◆ Problem requirements:
Please transcribe every entry below exactly as written.

◆ Task input:

- - -

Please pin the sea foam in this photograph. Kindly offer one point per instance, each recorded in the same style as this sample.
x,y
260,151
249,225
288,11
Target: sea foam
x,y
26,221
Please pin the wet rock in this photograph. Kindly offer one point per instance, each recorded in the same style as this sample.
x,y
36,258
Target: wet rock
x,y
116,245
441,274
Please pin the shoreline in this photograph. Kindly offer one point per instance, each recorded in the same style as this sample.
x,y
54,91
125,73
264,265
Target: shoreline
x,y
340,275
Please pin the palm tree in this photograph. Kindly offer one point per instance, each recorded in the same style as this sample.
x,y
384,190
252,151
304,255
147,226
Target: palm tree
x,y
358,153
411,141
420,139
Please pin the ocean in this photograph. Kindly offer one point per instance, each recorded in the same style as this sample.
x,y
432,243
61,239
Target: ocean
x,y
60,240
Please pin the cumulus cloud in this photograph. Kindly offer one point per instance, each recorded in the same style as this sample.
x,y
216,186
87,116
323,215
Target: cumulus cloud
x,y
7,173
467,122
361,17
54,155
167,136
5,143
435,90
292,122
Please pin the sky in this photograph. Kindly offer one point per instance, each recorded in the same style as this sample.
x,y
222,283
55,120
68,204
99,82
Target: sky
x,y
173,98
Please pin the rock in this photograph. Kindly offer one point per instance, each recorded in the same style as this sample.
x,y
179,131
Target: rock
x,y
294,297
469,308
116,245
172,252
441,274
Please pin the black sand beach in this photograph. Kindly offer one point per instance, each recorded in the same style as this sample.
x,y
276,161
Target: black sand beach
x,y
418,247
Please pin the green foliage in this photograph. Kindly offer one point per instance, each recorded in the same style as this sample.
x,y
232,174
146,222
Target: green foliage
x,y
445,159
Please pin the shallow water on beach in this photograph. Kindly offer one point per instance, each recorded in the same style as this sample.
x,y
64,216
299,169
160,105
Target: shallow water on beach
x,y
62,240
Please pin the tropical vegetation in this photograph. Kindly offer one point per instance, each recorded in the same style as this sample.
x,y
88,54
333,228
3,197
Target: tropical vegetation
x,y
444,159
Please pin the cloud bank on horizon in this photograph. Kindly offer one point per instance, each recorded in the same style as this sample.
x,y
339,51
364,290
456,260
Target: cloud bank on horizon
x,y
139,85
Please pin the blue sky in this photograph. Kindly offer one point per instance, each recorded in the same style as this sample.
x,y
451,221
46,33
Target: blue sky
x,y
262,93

- - -

◆ Answer to this task:
Please pin the sea foam in this photograph. Kindly offer one point per instance, each recorded in the same style as this sample.
x,y
260,151
249,225
288,11
Target: sea foam
x,y
26,221
Please pin the wet rock in this photograph. Kindly offer one point per instance, each recorded in the same style as this sample.
x,y
36,258
Target: wet rock
x,y
116,245
441,274
Please pin the shoreline in this photograph. Kindly offer one point per instance, each recorded in the same style as this sample.
x,y
54,91
125,73
264,265
Target: shoreline
x,y
340,275
Please pin the palm tree in this photograph. Kindly offer one point per instance, each recorded in the same style as this sample.
x,y
384,190
252,151
304,255
147,226
Target: palm tree
x,y
358,153
411,141
420,139
Please pin the ocean in this photograph. Kindly offer one point per instance, each recorded in the same style as this sample.
x,y
432,243
61,239
Target: ocean
x,y
60,240
Please pin the cumulus cloud in this photograph. Kindly offer one point per instance, each recorded in the same style as this sample.
x,y
216,186
87,116
323,215
Target: cumulus cloud
x,y
7,173
467,122
361,17
54,155
167,136
5,143
435,90
292,122
Please pin the sky in this photograph. Kindly offer one point per instance, each recorded in the same style as this sample.
x,y
222,283
55,120
68,204
99,82
Target: sky
x,y
173,98
Please pin the rock in this photograph. Kindly offer one point per instance, each recorded in the same style as this sample.
x,y
179,131
Target: rock
x,y
294,297
469,308
116,245
172,252
441,274
Please pin the black sand beach in this photograph. Kindly offer one point per instance, each recorded in the same style as this sample.
x,y
276,161
Target: black sand beach
x,y
418,247
Please pin the green foliage in this photograph. Kindly offer one point per instance, each recorded in the same style as this sample.
x,y
232,174
146,222
Target: green foliage
x,y
445,159
Please pin the shallow water on beach in this photograph. Kindly offer one point per instance, each recorded in the same style as this sample.
x,y
64,216
299,169
160,105
Target: shallow water on beach
x,y
62,240
Please pin the tropical vegetation in this photograph. Kindly offer one point per instance, each recorded in the same style as this sample.
x,y
88,54
333,228
3,197
Target: tropical vegetation
x,y
444,159
Please pin the cloud bank on horizon in this photograph. Kindly offer one point per instance, each recorded in the same style as this sample.
x,y
339,51
364,290
456,260
Target: cloud bank on horizon
x,y
139,85
Please pin the blue sky in this photograph. Kindly offer one point per instance, each recorded in the same style as this sample.
x,y
451,221
46,33
Target: blue sky
x,y
262,93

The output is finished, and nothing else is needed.